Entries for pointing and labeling
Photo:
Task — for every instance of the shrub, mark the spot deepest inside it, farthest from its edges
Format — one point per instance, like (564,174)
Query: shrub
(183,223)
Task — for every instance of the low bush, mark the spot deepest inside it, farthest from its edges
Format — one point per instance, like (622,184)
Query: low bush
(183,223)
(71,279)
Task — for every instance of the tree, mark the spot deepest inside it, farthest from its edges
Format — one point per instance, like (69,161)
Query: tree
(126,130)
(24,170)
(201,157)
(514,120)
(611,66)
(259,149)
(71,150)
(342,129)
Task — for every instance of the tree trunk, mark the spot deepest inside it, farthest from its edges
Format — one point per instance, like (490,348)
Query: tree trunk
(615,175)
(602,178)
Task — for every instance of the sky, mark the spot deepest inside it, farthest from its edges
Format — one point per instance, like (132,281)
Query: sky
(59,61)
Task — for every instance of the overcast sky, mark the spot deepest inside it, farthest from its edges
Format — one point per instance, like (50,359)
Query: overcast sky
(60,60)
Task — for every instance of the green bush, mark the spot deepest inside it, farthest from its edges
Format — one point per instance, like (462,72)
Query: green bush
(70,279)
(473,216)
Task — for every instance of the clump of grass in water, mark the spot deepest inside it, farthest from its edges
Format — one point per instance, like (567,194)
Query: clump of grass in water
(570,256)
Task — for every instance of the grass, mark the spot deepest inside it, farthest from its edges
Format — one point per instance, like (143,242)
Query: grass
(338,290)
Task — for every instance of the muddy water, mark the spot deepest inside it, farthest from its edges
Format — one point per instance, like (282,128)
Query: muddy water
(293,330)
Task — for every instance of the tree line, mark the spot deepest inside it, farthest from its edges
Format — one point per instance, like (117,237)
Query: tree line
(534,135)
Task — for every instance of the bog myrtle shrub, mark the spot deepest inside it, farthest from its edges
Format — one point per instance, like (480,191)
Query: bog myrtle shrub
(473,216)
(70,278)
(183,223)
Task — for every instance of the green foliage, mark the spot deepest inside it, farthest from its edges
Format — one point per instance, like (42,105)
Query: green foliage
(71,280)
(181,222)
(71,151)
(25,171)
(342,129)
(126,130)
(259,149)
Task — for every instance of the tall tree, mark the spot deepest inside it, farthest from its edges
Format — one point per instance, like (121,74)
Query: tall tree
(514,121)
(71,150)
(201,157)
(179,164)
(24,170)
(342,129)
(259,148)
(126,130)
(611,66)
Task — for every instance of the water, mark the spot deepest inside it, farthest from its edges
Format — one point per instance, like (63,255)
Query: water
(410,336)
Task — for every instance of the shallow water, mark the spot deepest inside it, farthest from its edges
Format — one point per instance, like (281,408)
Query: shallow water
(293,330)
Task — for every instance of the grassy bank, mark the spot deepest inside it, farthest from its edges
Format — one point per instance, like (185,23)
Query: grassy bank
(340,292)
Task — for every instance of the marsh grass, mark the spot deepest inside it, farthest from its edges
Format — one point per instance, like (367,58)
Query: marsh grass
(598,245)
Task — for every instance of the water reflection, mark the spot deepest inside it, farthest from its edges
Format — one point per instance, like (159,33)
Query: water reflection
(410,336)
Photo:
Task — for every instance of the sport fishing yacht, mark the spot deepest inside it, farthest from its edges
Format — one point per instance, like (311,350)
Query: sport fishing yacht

# REQUIRED TASK
Copy all of the data above word for word, leaving nothing out and changing nothing.

# RESPONSE
Photo:
Task — for every instance of the shrub, mark the spot deepest inside it, farthest from its edges
Format — one point per instance, like (564,174)
Query: shrub
(183,223)
Task — for every instance of the low bush, mark the spot deepest inside it, farthest from its edges
Format — one point per instance, like (622,184)
Query: low bush
(183,223)
(71,279)
Task — for every instance of the tree, mark the spot deepest inside it, farthest from its edges
Format — one point per instance, like (69,161)
Query: tree
(126,130)
(24,170)
(201,157)
(514,120)
(611,66)
(259,149)
(71,150)
(342,129)
Task — for every instance of the tree trunk, mark the spot deepest inside it, farthest from its edges
Format — one point per instance, like (490,348)
Query: tree trunk
(615,175)
(602,178)
Task — for every instance of the sky, mark the spot deepest inside it, farthest from its edges
Format — one point per instance, like (132,281)
Query: sky
(59,61)
Task — for every instance of the overcast sky, mark the spot deepest inside it, farthest from its edges
Format — one point per instance, like (50,359)
Query: overcast sky
(60,60)
Task — for every instance of the green bush, mark the spot deepest inside it, farthest from its edges
Format — one point per instance, like (462,72)
Query: green bush
(70,279)
(473,216)
Task — for every instance of the clump of grass in water, mark the spot deepest inside it, farthest from its edges
Format — one point per instance, like (567,194)
Query: clump of grass in water
(570,256)
Task — for every instance of the grass, mark the spot deepest inside it, farthest from its edges
Format — one point per instance, like (143,242)
Query: grass
(338,290)
Task — for every instance of the muddy water, mark the spot deepest inside it, farthest from its edges
Format — one point per instance, like (282,128)
Query: muddy water
(293,330)
Task — for every instance of the tree line, mark the spot deepest inside it, farthest from its edges
Format — one point per instance, like (117,237)
Query: tree line
(534,135)
Task — for every instance of the bog myrtle shrub, mark the spot deepest inside it, farthest from its edges
Format — one point per instance, like (480,191)
Query: bog myrtle shrub
(473,216)
(70,278)
(183,223)
Task — for every instance of the green foliage, mark the spot deepest inside it, farthest from its edges
Format — one point per instance, like (42,105)
Query: green foliage
(71,280)
(181,222)
(71,151)
(25,171)
(342,129)
(126,130)
(259,149)
Task — for every instance of the tall tree, mark the spot deepest inside it, farthest from its edges
Format — one point per instance, like (121,74)
Query: tall tree
(514,121)
(71,150)
(201,157)
(179,164)
(24,170)
(342,129)
(259,148)
(126,130)
(611,66)
Task — for every instance of the water, mark the spot deepest inside it, farthest from its edges
Format — one point per instance, like (63,255)
Query: water
(410,336)
Task — for every instance of the shallow water, mark the spot deepest inside it, farthest from its edges
Format — one point per instance, like (281,408)
Query: shallow water
(293,330)
Task — for every instance of the grassy bank, mark the spot deepest inside it, farthest from its edges
Format — one point per instance, like (185,23)
Query: grassy bank
(340,292)
Task — for every instance of the marsh grass, mark the spot deepest inside it, farthest from its edges
Format — one point per instance, like (367,58)
Query: marsh grass
(598,245)
Task — for every instance of the water reflection, mark the spot deepest inside it, farthest from its edges
Format — one point per instance, like (159,33)
Query: water reflection
(410,336)
Photo:
Task — for every instance of the sport fishing yacht, mark the spot deepest inside it, farthest from its edges
Format — one point per instance, like (311,350)
Query: sport fishing yacht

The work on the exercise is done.